** Exercise inputs follows **

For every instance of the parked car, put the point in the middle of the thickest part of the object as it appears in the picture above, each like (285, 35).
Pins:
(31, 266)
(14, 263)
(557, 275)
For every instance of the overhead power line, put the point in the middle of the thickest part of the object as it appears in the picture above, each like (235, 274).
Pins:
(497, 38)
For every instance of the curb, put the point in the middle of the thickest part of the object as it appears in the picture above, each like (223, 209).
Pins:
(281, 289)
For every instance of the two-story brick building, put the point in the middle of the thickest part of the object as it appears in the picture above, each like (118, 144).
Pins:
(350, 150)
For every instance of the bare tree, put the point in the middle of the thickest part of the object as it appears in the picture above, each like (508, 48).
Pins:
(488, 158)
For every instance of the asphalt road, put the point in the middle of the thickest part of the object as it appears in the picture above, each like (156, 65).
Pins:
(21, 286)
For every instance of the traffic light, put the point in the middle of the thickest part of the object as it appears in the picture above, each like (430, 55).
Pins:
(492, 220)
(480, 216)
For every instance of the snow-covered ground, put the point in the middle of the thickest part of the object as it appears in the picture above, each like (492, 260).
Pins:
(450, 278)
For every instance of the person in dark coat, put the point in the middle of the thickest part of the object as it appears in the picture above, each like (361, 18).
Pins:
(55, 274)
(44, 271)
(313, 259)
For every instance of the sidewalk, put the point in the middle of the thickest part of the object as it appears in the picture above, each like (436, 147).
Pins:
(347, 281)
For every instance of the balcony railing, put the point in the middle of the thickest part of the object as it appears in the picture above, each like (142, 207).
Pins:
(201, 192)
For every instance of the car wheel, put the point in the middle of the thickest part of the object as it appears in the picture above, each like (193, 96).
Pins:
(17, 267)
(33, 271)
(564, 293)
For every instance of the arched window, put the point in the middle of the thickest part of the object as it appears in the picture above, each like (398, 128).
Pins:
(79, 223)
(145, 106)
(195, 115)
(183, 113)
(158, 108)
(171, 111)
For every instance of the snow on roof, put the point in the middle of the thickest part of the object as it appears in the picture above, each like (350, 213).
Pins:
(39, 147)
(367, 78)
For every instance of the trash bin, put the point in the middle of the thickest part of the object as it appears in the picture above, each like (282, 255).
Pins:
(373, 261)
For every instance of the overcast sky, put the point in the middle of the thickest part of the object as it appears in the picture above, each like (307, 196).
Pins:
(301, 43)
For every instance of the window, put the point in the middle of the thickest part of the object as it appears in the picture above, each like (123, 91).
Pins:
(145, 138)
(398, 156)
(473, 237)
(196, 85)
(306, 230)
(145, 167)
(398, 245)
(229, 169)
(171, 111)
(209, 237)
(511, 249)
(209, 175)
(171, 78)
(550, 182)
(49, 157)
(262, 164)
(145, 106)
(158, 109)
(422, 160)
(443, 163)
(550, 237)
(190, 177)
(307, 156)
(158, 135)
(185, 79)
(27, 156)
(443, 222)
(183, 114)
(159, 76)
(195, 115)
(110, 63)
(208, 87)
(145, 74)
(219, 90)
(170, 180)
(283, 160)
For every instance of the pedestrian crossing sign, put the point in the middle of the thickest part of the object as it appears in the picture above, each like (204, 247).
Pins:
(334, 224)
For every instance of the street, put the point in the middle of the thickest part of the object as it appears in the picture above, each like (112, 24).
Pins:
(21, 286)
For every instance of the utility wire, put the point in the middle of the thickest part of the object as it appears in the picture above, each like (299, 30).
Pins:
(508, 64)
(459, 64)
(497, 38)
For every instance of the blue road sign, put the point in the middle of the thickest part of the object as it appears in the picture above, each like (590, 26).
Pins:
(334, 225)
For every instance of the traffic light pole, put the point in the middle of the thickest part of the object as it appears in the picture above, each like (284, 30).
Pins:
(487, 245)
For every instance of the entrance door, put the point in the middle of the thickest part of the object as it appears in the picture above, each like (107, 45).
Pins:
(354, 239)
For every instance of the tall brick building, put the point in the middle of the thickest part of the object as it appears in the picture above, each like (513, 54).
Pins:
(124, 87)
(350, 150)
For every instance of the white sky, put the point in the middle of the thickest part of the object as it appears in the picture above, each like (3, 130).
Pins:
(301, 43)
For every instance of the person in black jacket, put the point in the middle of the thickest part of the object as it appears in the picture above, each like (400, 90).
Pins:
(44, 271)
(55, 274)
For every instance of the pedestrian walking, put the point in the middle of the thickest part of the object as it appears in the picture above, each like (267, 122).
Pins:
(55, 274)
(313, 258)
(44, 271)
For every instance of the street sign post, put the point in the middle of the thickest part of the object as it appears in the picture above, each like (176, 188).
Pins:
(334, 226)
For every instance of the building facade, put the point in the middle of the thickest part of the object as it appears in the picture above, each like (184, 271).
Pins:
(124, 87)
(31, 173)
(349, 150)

** End of Exercise inputs **

> **What the task requires**: Take the entries and print them exactly. Keep every line.

> **Worked solution**:
For every instance of the parked car, put the point in the middle of the thickest part of the object as it appears in the picture above, each like (285, 35).
Pins:
(31, 266)
(14, 263)
(557, 275)
For every instance of the overhead power line, put the point in the middle of the thickest part of the object as it appears in the picture above, each like (235, 274).
Pins:
(497, 38)
For every instance of the curb, put the point in the middle of the thickest part of the object as it appears in the picture above, each like (223, 209).
Pins:
(281, 289)
For every instance of the two-story brick building, put the point in the middle of the thickest part of the object as it appears in the picture above, each like (118, 144).
Pins:
(350, 150)
For every instance of the bare tree, put the point in the middle of the thickest part of the object as it appears in the picture above, each like (508, 48).
Pins:
(488, 158)
For every instance of the asphalt road, put the point in the middle of the thickest part of the object as it appears in the picture above, each like (156, 65).
Pins:
(21, 286)
For every instance of the traffic light, put the point in the middle of the thickest part of the object as it appears in the picture above, each like (430, 55).
Pins:
(492, 220)
(480, 216)
For every instance of the snow-covered ground, put the point in the middle of the thickest part of the object as it appears in the picture above, each like (492, 260).
Pins:
(450, 278)
For every instance of the person in dark coat, put the point in the middle of the thickest part of the object as it appears in the picture above, each like (361, 18).
Pins:
(55, 274)
(44, 271)
(313, 259)
For every instance of the sidewalk, put the point in the middle of the thickest part of the object as it appears in the picture above, each like (436, 147).
Pins:
(347, 281)
For every instance of the balcony railing, put the point in the middle of the thickest part of the object as it appears in the picture above, each like (142, 207).
Pins:
(201, 192)
For every instance of the car wheel, put the point in the middle of the thickest part of the object as it appears in the picture above, each like (193, 96).
Pins:
(17, 267)
(33, 271)
(564, 293)
For every instance of the arched window, put the point in the middle of the thickest part of the object as it appears in the picture above, each like (398, 128).
Pins:
(79, 223)
(145, 106)
(195, 115)
(183, 113)
(158, 108)
(171, 111)
For every instance of the snow on roof, put the point in the middle of the thickest part of the object as it appears in the picture above, each like (350, 213).
Pins:
(39, 147)
(367, 78)
For every instance of the trash bin, put the point in the middle of the thickest part of the object as it appears in the picture above, each like (282, 255).
Pins:
(373, 261)
For every instance of the overcast sky, put the point in the middle of the thickest part of the object as it appears in the picture above, each like (307, 196).
Pins:
(301, 43)
For every instance of the window, put the point in the middle of the thickest part of the object as it appears in the picture above, each like (123, 91).
Pins:
(145, 138)
(398, 156)
(473, 237)
(196, 85)
(306, 230)
(145, 167)
(398, 245)
(229, 169)
(171, 111)
(209, 237)
(511, 249)
(209, 175)
(171, 78)
(550, 182)
(49, 157)
(262, 164)
(145, 106)
(158, 109)
(422, 160)
(443, 163)
(550, 237)
(190, 177)
(307, 156)
(158, 135)
(185, 79)
(27, 156)
(443, 222)
(183, 114)
(159, 76)
(195, 115)
(110, 63)
(208, 87)
(145, 74)
(219, 90)
(170, 180)
(283, 160)
For every instance of the pedestrian crossing sign, put the point in the middle of the thickest part of the object as it appears in the picture above, each like (204, 247).
Pins:
(334, 224)
For every instance of the street, put the point in the middle of the thickest part of the object as it appears in the picture above, each like (112, 24).
Pins:
(21, 286)
For every instance of the utility wire, put the point in the middle of the thickest part of the object as it appears in the picture above, each like (299, 30).
Pins:
(508, 64)
(459, 64)
(497, 38)
For every instance of the blue road sign, put the point in the middle of the thickest part of the object as it appears in the picture above, each like (590, 26).
Pins:
(334, 225)
For every instance of the traffic light pole, put the point in the middle of the thickest part of the object as it appears in the picture above, each like (284, 30).
Pins:
(487, 245)
For every instance of the entrance door, put the point in the middle of the thickest part of the object as it appears in the picture above, each like (107, 45).
Pins:
(354, 239)
For every instance of the tall brick building, put the point in the middle of the thickest part of the object as it appears in the picture above, each like (513, 54).
Pins:
(124, 87)
(350, 150)
For every instance of the white sky, put the point in the middle of the thickest part of the object as it appears in the picture above, each like (3, 130).
Pins:
(301, 43)
For every instance of the person in black jacket, put the point in the middle of the thickest part of the object as it appears in the picture above, each like (400, 90).
Pins:
(44, 271)
(55, 274)
For every instance of the pedestrian walking, put the point in the middle of the thickest part of the object as it appears in the picture above, each like (267, 122).
Pins:
(55, 274)
(313, 258)
(44, 271)
For every instance of the street sign post, put the point in the middle of the thickest part of the object as it appears in the picture above, each like (176, 188).
Pins:
(334, 226)
For every instance of the building facade, put the point in the middle of the thickest part of the object as it appears in the picture above, each like (184, 271).
Pins:
(124, 87)
(31, 173)
(349, 150)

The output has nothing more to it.